───── Information given ─────

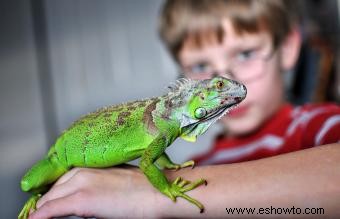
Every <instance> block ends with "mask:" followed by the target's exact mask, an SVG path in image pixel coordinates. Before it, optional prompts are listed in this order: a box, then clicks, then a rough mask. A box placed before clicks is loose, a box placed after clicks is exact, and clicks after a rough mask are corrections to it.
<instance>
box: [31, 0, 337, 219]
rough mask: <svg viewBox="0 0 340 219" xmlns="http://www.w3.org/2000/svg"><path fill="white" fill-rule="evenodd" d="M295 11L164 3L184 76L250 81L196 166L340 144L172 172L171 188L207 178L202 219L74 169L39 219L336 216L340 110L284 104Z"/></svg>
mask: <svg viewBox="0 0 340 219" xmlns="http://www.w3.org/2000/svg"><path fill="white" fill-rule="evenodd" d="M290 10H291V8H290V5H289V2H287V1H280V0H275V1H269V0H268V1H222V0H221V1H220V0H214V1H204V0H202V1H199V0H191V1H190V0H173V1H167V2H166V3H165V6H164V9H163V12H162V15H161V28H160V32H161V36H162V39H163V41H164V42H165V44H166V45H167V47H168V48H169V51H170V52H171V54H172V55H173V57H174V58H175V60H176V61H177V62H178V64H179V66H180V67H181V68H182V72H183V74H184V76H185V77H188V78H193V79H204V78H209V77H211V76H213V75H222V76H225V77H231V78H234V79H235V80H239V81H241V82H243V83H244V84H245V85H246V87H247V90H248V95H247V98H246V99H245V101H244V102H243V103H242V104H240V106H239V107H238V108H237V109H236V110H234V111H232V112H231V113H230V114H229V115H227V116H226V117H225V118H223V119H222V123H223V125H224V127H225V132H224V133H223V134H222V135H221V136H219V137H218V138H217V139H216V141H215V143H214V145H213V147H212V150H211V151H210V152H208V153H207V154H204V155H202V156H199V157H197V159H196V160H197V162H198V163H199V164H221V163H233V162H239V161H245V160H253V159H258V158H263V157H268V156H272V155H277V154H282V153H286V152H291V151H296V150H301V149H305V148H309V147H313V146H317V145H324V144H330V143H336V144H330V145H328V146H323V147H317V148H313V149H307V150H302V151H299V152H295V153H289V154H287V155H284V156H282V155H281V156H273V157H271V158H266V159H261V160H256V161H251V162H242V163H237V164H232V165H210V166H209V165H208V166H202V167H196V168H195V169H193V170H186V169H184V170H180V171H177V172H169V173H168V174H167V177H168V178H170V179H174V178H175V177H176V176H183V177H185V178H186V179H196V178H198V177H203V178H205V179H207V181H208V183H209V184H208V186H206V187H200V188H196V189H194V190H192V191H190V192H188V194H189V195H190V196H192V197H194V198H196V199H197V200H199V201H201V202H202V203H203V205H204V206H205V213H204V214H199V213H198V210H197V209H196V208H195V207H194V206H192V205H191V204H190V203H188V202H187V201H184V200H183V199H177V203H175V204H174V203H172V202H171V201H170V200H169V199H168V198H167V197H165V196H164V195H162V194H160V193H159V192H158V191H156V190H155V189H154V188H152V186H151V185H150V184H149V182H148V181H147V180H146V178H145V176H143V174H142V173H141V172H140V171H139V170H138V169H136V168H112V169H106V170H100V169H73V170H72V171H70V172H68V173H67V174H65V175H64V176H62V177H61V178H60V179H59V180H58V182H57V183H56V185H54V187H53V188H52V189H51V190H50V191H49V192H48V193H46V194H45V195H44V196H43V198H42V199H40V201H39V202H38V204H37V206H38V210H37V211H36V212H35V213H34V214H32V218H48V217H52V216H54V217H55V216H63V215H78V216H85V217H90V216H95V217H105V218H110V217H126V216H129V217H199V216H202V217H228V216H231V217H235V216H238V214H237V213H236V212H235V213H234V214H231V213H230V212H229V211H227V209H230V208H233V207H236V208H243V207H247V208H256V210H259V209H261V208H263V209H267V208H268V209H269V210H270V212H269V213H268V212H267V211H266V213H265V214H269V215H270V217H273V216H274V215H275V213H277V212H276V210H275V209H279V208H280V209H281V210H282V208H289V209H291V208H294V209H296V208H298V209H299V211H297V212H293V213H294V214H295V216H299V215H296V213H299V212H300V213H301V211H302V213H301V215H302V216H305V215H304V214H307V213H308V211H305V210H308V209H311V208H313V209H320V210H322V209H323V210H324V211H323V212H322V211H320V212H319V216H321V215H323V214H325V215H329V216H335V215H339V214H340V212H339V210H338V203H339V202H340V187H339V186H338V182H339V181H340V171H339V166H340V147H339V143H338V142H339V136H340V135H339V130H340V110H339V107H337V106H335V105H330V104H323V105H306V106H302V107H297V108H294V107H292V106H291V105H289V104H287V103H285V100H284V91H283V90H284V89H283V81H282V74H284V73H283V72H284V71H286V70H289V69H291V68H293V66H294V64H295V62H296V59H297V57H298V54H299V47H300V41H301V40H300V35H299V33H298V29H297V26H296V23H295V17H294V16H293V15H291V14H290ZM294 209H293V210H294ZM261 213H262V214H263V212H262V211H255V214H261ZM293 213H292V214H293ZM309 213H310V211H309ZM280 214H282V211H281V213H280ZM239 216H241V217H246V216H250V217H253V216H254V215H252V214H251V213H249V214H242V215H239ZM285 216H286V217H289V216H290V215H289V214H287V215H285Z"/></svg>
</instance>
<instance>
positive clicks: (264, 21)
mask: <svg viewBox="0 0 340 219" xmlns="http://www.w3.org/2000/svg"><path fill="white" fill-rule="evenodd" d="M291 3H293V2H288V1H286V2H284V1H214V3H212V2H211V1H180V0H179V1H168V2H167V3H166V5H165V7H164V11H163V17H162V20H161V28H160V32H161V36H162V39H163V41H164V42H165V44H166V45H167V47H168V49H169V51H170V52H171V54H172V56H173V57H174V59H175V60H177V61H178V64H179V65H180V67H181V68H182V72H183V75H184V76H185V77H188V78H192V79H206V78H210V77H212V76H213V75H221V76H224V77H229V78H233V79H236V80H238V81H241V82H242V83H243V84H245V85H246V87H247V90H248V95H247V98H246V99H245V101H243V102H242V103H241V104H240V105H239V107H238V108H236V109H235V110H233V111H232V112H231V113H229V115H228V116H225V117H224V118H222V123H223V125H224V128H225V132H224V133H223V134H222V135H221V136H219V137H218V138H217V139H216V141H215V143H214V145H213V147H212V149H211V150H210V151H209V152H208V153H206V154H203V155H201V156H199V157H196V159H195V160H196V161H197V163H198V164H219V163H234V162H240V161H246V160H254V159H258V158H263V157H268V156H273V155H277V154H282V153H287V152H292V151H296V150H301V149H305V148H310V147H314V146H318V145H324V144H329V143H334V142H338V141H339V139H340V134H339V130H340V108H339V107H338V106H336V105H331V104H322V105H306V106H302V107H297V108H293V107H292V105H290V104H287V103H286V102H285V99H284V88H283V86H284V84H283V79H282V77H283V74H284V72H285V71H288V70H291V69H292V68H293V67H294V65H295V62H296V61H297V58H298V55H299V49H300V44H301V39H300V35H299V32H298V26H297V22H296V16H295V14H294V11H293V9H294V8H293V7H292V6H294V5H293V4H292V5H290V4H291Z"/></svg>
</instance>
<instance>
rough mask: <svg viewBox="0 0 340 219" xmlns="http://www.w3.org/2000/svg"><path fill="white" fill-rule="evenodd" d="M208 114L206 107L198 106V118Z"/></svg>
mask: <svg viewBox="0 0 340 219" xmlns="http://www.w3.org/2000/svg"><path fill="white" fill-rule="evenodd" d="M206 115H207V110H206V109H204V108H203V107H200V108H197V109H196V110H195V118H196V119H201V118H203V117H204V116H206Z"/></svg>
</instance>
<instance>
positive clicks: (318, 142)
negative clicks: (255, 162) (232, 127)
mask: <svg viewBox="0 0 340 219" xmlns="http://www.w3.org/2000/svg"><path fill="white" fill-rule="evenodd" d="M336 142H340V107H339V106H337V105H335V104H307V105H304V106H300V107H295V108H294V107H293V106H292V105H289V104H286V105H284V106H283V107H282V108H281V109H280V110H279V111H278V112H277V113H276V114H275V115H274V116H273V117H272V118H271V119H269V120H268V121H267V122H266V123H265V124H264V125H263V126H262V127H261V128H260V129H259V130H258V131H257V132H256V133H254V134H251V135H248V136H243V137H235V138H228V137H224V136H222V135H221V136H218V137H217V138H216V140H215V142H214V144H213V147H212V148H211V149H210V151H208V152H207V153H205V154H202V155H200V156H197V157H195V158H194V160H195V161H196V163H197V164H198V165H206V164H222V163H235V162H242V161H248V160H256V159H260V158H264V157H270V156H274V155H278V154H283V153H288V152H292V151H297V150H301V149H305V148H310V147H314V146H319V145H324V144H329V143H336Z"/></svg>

─────
───── Information given ─────

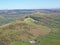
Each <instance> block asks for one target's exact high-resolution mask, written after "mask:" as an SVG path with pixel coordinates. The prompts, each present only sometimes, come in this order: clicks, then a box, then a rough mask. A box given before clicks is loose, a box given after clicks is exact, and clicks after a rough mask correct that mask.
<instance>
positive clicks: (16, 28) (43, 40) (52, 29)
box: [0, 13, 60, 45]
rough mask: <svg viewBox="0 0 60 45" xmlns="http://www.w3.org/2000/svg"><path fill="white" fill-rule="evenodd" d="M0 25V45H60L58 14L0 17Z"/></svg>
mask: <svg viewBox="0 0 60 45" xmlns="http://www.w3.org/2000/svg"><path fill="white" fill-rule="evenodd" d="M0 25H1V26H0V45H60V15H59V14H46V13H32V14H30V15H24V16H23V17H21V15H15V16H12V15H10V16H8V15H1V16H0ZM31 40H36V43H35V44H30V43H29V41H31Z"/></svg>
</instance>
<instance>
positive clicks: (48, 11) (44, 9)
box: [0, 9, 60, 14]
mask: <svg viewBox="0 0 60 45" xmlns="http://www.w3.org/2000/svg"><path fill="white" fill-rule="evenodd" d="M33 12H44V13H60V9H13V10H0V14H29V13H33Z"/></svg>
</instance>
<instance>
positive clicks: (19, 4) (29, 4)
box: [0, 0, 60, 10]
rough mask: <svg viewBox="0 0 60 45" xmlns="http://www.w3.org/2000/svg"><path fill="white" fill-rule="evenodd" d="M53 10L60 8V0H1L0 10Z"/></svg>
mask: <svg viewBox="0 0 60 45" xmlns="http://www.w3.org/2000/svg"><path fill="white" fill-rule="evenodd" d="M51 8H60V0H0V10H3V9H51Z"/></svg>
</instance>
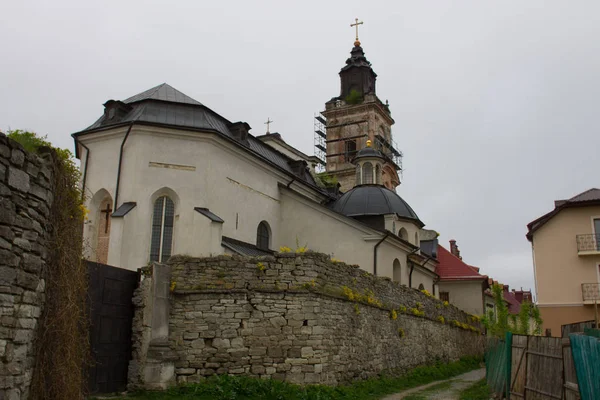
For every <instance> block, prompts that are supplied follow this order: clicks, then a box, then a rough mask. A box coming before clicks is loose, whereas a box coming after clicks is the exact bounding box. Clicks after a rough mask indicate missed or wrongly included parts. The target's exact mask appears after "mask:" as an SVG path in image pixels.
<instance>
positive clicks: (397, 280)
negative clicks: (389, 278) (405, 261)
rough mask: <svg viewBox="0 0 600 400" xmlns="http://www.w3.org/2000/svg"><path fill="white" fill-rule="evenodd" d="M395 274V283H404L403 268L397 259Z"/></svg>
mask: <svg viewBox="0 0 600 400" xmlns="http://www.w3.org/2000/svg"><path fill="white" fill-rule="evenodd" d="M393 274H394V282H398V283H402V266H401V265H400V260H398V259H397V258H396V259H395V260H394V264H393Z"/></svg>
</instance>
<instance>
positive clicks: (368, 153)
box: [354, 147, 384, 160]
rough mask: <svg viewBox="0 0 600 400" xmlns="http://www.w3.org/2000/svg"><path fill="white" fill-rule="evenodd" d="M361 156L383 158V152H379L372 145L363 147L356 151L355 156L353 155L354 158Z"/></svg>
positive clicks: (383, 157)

─────
───── Information given ─────

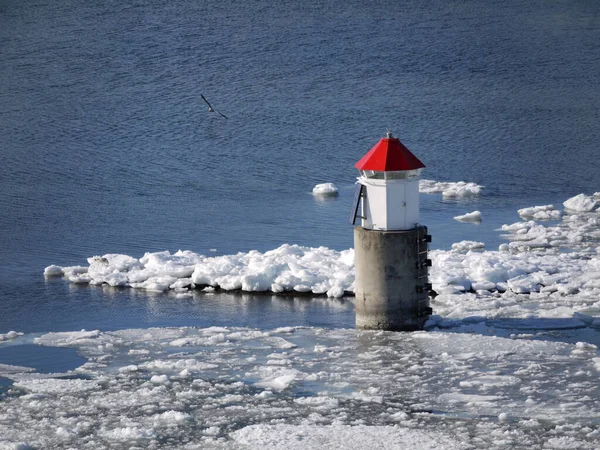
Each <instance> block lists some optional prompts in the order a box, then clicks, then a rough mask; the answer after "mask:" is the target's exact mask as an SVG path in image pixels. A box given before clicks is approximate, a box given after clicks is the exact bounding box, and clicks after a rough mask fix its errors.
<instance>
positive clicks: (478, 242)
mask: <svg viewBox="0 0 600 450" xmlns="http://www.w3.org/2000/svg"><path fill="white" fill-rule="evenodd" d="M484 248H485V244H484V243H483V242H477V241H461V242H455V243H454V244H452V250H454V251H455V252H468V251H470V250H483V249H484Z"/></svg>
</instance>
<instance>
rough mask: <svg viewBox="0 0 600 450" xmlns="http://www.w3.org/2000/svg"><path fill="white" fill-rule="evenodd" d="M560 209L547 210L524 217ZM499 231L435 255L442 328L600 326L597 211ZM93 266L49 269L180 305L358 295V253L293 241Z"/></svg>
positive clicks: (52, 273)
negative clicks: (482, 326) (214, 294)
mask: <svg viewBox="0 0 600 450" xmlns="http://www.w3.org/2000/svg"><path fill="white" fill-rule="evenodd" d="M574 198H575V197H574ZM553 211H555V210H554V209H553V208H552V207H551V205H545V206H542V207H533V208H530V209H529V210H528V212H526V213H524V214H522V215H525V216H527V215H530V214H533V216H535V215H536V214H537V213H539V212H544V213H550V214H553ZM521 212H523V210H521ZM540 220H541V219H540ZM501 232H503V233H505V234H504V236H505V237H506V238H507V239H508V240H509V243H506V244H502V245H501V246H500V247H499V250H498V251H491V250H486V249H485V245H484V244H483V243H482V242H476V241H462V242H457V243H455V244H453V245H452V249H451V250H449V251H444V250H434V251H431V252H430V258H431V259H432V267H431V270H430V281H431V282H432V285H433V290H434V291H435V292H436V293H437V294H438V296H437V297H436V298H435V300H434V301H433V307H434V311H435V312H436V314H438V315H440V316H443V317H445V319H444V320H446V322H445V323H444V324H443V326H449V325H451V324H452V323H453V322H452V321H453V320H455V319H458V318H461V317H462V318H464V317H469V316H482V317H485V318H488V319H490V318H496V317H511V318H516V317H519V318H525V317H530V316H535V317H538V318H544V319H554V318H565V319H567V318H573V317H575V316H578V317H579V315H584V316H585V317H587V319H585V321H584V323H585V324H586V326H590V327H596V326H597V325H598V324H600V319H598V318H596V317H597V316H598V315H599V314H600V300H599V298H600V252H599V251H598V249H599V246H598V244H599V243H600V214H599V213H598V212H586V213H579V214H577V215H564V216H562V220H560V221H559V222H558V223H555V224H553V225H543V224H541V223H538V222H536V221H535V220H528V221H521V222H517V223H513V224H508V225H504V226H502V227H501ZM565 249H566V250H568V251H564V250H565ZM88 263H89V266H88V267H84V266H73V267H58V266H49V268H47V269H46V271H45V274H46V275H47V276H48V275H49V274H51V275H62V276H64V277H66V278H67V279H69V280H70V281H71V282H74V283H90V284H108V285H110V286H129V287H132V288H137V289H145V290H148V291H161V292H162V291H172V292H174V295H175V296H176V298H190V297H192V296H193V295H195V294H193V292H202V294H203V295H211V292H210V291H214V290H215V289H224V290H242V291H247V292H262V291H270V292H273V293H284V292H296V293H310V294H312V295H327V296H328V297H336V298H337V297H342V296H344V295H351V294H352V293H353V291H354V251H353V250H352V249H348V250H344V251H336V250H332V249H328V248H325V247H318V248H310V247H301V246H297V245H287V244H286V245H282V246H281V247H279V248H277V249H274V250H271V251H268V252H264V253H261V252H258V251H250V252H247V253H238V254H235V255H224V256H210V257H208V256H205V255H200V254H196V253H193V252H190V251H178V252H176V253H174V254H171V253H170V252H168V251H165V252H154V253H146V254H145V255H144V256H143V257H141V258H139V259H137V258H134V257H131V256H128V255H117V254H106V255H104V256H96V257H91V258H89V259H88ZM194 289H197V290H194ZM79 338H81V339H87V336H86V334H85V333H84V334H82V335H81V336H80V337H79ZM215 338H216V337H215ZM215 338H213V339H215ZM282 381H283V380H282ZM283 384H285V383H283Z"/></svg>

─────

▸ Try it: Beginning with the line containing "Every <instance> block ends" and ending with the line containing "box: [31, 0, 337, 219]", extract those lines exactly from the listing above, and only those.

▸ Task result:
Every <instance> block ends with "mask:" followed by the target's exact mask, an SVG path in image pixel coordinates. Before it, optional prompts are listed in this order: a box, then clicks, then a rough mask. A box placed before clicks is loose, a box placed after clicks is exact, and clicks after a rough mask are corrections to it.
<instance>
box: [31, 0, 337, 219]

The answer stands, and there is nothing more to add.